== PROVIDED RECORDS
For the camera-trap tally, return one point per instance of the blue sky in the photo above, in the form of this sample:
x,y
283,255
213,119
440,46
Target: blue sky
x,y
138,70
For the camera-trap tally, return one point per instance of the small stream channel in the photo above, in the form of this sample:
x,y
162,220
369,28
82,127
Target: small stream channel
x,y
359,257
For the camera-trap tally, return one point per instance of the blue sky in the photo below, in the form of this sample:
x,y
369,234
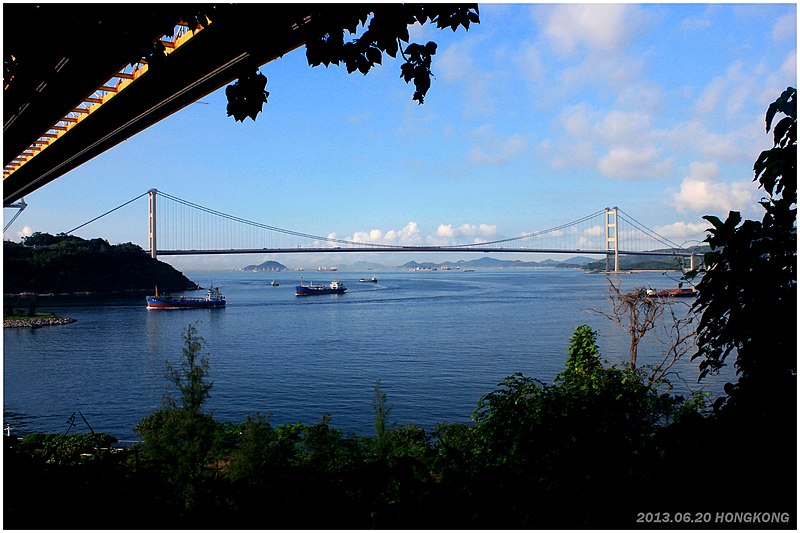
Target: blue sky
x,y
539,115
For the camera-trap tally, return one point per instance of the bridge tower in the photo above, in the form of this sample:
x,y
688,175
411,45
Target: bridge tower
x,y
152,223
612,237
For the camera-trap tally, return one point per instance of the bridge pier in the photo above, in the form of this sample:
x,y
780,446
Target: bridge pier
x,y
612,237
152,223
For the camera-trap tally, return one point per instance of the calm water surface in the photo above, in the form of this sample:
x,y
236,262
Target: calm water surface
x,y
437,340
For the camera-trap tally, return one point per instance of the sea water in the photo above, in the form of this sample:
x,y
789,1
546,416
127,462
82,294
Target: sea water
x,y
436,340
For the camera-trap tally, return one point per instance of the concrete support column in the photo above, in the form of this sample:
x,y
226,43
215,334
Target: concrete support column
x,y
152,223
612,237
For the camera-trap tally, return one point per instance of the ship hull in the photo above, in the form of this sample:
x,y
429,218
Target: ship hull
x,y
301,290
182,303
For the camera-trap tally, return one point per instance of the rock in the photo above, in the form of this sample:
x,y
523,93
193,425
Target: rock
x,y
37,322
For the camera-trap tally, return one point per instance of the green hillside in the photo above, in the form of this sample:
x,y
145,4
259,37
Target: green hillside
x,y
45,263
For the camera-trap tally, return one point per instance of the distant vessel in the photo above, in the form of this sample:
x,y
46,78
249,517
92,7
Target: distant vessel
x,y
212,299
675,293
333,287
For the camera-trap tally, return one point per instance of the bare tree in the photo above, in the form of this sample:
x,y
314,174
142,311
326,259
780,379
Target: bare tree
x,y
678,333
636,312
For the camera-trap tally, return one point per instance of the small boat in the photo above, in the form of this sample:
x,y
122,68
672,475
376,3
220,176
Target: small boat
x,y
212,299
673,293
333,287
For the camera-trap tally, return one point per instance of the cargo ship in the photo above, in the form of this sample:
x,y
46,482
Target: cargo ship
x,y
673,293
212,299
333,287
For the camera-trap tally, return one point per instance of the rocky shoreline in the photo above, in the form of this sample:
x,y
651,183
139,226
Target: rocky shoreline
x,y
37,322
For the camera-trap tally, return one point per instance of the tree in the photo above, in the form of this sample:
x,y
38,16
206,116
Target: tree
x,y
324,28
748,293
179,438
636,312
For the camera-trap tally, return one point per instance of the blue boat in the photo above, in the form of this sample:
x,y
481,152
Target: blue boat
x,y
333,287
212,299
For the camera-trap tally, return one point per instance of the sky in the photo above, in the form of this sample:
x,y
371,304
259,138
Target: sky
x,y
539,115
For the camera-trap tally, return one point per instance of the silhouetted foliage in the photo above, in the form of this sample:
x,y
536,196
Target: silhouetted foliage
x,y
748,293
587,451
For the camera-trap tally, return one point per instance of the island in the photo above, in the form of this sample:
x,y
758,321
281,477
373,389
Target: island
x,y
266,266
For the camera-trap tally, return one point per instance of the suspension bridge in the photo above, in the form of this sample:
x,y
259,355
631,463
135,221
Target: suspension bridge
x,y
179,227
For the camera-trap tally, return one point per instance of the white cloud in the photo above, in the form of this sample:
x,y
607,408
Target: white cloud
x,y
785,28
681,232
493,150
410,235
622,162
600,27
479,230
446,230
702,191
455,62
529,62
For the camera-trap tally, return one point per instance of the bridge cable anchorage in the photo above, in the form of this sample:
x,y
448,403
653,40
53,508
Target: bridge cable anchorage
x,y
641,227
20,207
104,214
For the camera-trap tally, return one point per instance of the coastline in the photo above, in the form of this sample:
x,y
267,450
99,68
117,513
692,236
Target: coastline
x,y
37,322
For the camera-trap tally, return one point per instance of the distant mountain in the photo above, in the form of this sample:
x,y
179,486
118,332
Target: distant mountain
x,y
266,266
364,265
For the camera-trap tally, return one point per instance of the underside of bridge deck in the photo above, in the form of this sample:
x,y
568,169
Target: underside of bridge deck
x,y
70,92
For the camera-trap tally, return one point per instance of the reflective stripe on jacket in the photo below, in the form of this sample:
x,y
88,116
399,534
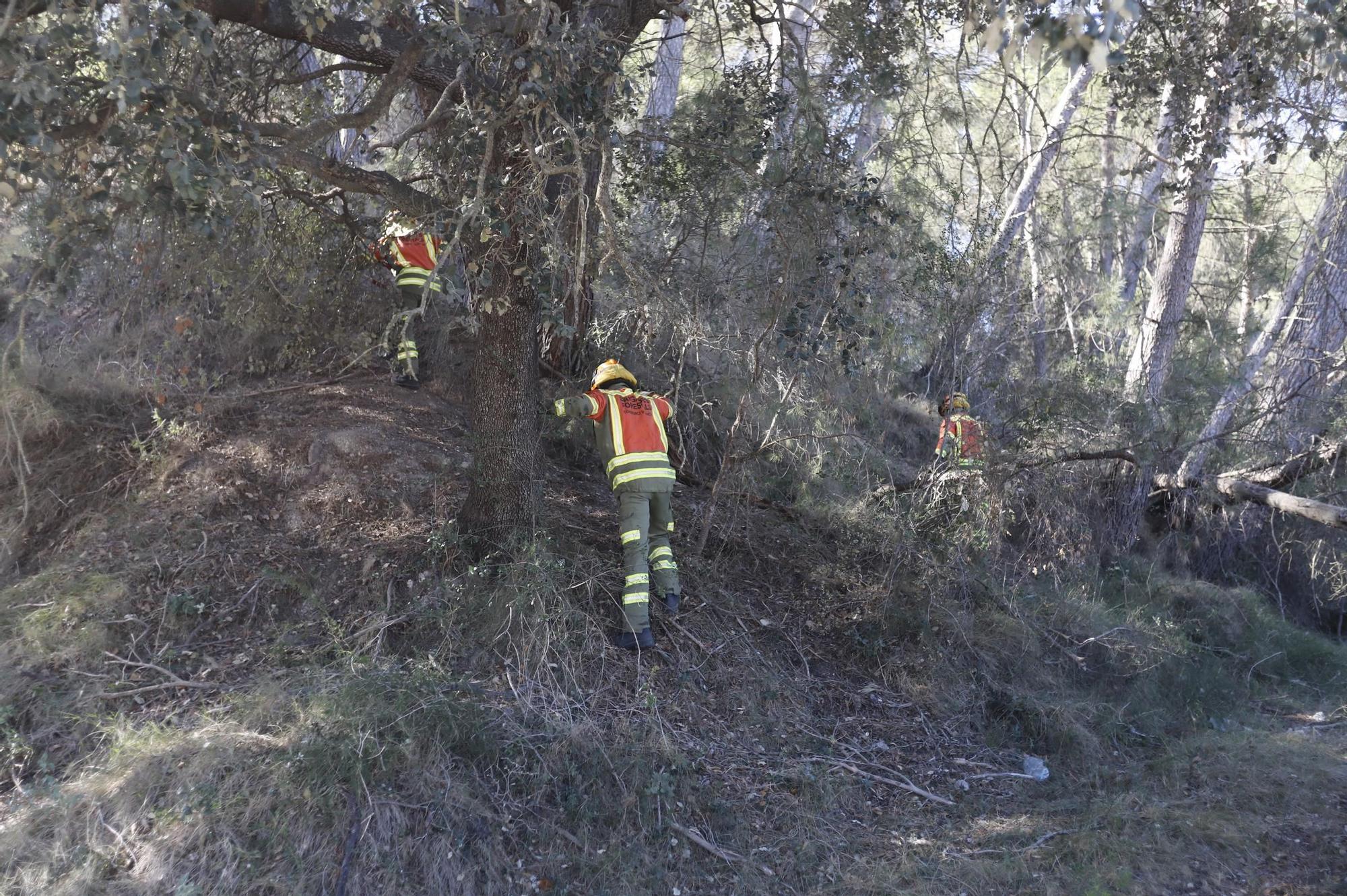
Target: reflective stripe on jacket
x,y
413,257
630,432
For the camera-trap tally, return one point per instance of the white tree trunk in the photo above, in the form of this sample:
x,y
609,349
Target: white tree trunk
x,y
868,133
1309,364
1247,275
1038,166
665,83
1039,300
1108,226
1152,354
309,63
1136,256
1323,259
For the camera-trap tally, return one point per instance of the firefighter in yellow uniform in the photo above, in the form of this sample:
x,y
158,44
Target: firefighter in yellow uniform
x,y
960,444
634,443
960,455
413,257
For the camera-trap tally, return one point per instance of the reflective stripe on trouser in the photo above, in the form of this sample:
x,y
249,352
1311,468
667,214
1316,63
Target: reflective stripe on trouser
x,y
413,277
643,526
401,333
663,570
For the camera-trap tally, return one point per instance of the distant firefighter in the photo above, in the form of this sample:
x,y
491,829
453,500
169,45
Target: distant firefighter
x,y
960,446
632,440
412,256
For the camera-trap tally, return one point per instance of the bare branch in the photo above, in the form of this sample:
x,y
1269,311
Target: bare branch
x,y
436,116
333,69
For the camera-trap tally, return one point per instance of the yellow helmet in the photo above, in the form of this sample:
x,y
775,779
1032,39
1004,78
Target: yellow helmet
x,y
954,401
611,369
395,225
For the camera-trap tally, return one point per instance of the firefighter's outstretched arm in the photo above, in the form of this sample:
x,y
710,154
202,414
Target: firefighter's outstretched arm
x,y
576,407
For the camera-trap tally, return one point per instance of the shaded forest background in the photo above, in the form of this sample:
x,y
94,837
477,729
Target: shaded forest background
x,y
1119,228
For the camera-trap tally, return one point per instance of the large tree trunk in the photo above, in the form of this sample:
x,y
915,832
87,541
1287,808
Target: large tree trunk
x,y
1108,226
1152,354
1309,365
868,135
794,34
665,83
1038,299
1038,166
1136,256
1323,259
949,369
504,494
1247,273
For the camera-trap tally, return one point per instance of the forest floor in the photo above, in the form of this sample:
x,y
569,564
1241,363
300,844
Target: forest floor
x,y
247,665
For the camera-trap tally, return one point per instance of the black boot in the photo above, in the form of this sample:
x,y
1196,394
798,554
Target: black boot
x,y
634,641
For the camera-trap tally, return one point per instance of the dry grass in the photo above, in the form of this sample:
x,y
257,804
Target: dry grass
x,y
479,738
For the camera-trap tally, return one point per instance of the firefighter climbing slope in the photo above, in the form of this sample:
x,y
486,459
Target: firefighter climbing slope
x,y
960,446
634,444
412,256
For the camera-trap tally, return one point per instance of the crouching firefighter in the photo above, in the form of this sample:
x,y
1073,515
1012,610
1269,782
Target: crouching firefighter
x,y
958,450
632,440
412,256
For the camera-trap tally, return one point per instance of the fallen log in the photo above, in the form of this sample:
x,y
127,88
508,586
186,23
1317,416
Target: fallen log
x,y
1233,487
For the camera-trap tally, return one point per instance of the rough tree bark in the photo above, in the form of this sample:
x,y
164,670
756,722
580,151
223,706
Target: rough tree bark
x,y
1322,263
503,498
1136,256
1152,354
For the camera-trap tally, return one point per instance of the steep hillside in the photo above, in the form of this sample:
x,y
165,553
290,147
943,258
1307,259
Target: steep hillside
x,y
247,660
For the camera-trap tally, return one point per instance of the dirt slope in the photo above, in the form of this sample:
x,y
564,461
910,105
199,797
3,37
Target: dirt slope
x,y
324,704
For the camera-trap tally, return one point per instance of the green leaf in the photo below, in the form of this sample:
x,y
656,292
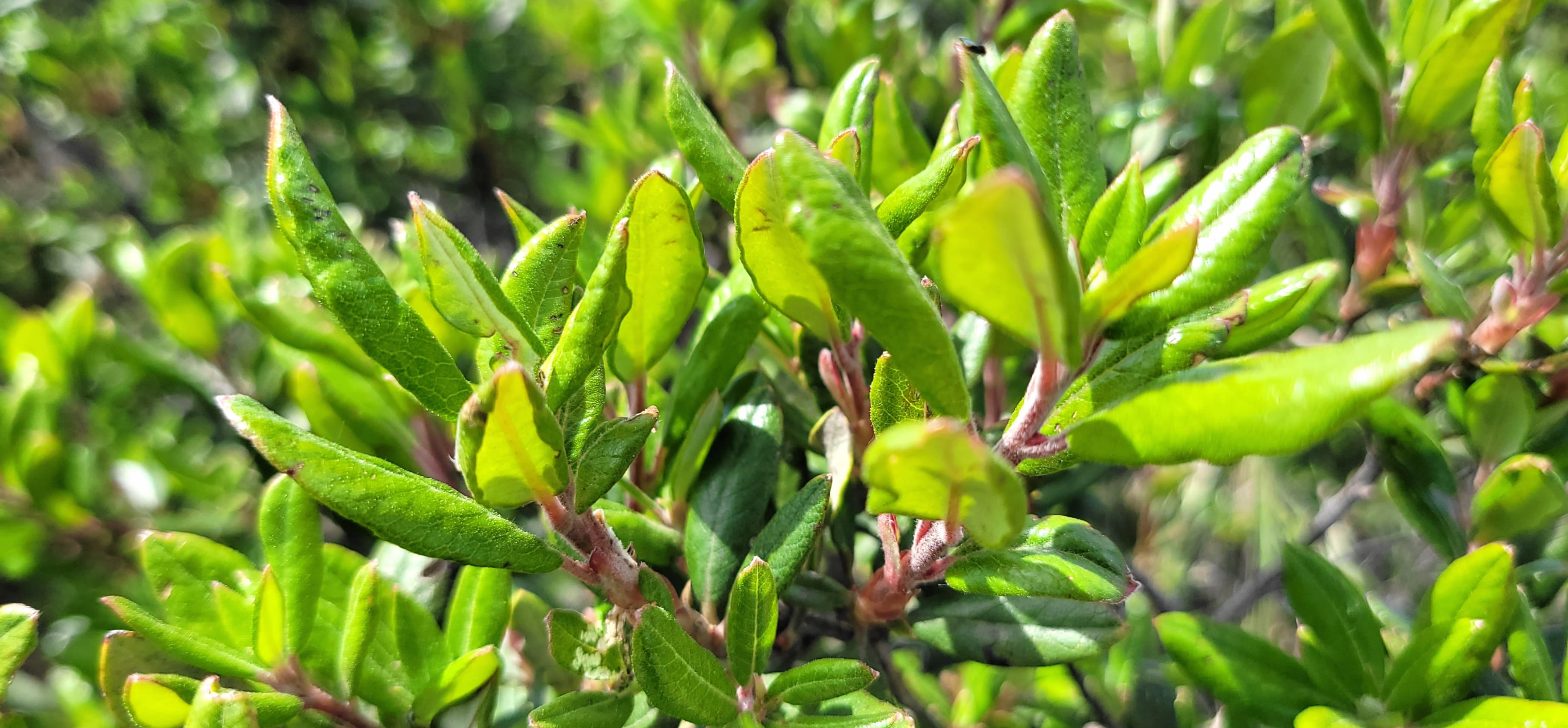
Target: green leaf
====
**EXERCISE GOAL:** Could you echo the material above word for word, covering the stretch from the line containing "of the forest" through its end, and omitting the pictures?

**EXPECTED ANSWER:**
For the camera-trap tally, return one point per instance of the forest floor in the photo above, in the form of this sample:
x,y
569,564
1241,363
300,844
Target: forest floor
x,y
247,665
For the camera-trap tally, return one point per instance of the black boot in the photo above, in the form of this sample:
x,y
1196,394
798,554
Target: black boot
x,y
634,641
For the camera-trap tally, return one point per instance of the dry grass in the photo above, in the form of this sample:
x,y
257,804
Target: dry grass
x,y
479,738
For the camera-trap tally, return one point per instance of the firefighter climbing slope in the photo above, in the form of this sample:
x,y
486,459
Target: firefighter climbing slope
x,y
960,446
634,444
412,256
For the camera-trap tally, return one point per instance of the crouching firefighter in the photo above, in the form of this sample:
x,y
1073,515
1012,610
1269,782
Target: crouching firefighter
x,y
958,450
632,440
412,256
For the camera-trap tally, return one point per instance of the fallen log in the photo above, in the form of this sample:
x,y
127,88
508,586
186,23
1317,416
Target: fallen log
x,y
1233,487
For the camera-trap tally, return one point per instance of the rough tree bark in the photo above, in the form of this sample:
x,y
164,670
756,722
580,151
223,706
Target: rough tree bark
x,y
1322,263
503,498
1136,256
1152,354
For the camera-trap tally, return one point per instance of the steep hillside in the photo above, in the form of this sample:
x,y
165,553
290,147
943,258
1307,259
Target: steep hillside
x,y
247,660
For the camera-trap tally, return one point per instance of the dirt slope in the photo above, in the form of this sample:
x,y
564,461
910,105
199,797
3,37
Target: dirt slope
x,y
324,704
For the camera-trap tally, return one point per instance of the green leaf in the photo below, in the form of this sample:
x,y
656,292
Target: green leaf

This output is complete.